Working data below:

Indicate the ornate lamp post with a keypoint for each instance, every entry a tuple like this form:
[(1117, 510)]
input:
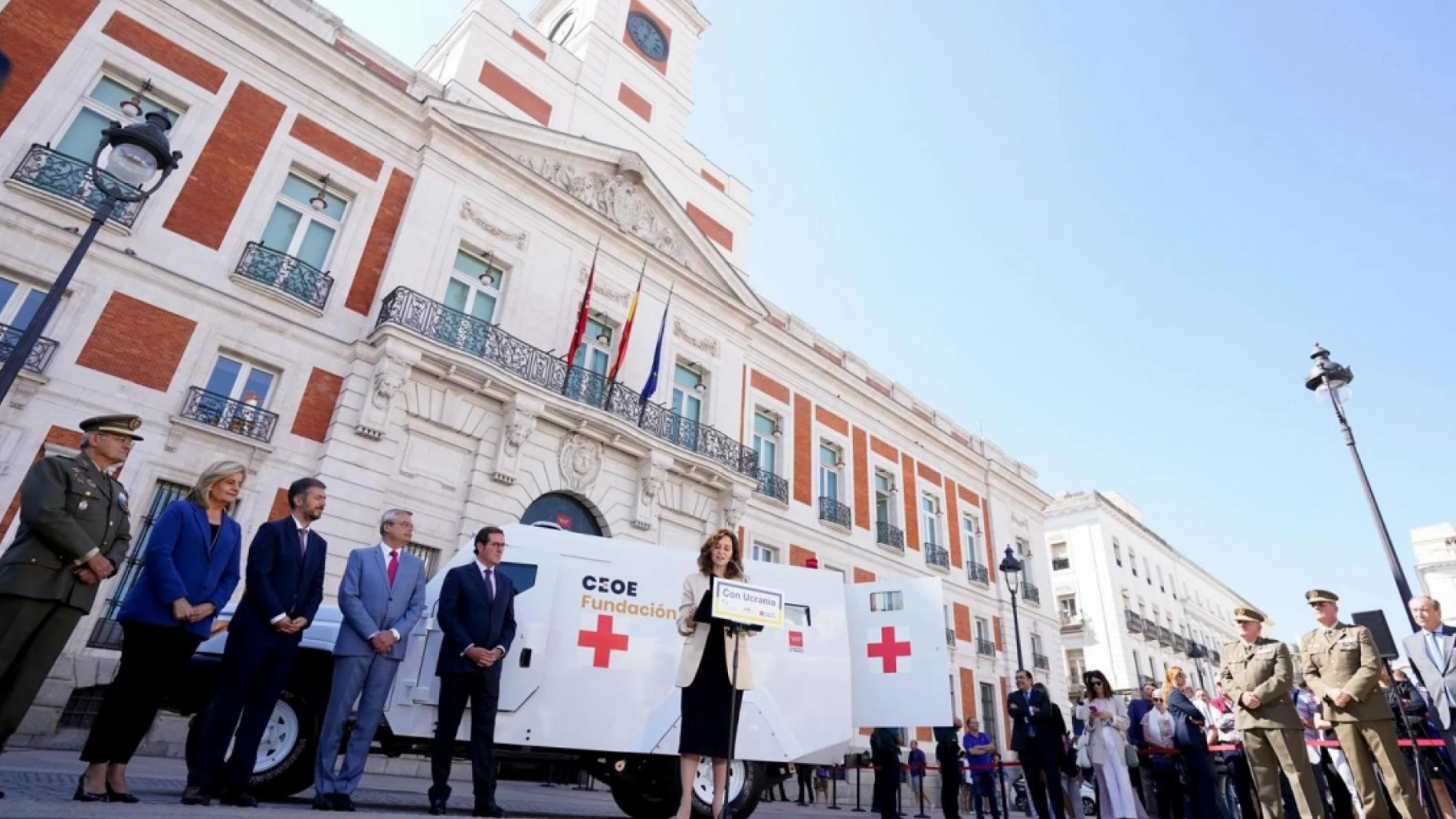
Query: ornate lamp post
[(1011, 569), (137, 152), (1331, 380)]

End of Working data.

Task
Make an exact copy of the records above. Keep out every picture.

Exercise answer
Indicate the ornate lamp post with a keypoint for each instance, every entry a tuple like this form:
[(1117, 510)]
input:
Query: ornate lamp post
[(1011, 569), (137, 152), (1331, 380)]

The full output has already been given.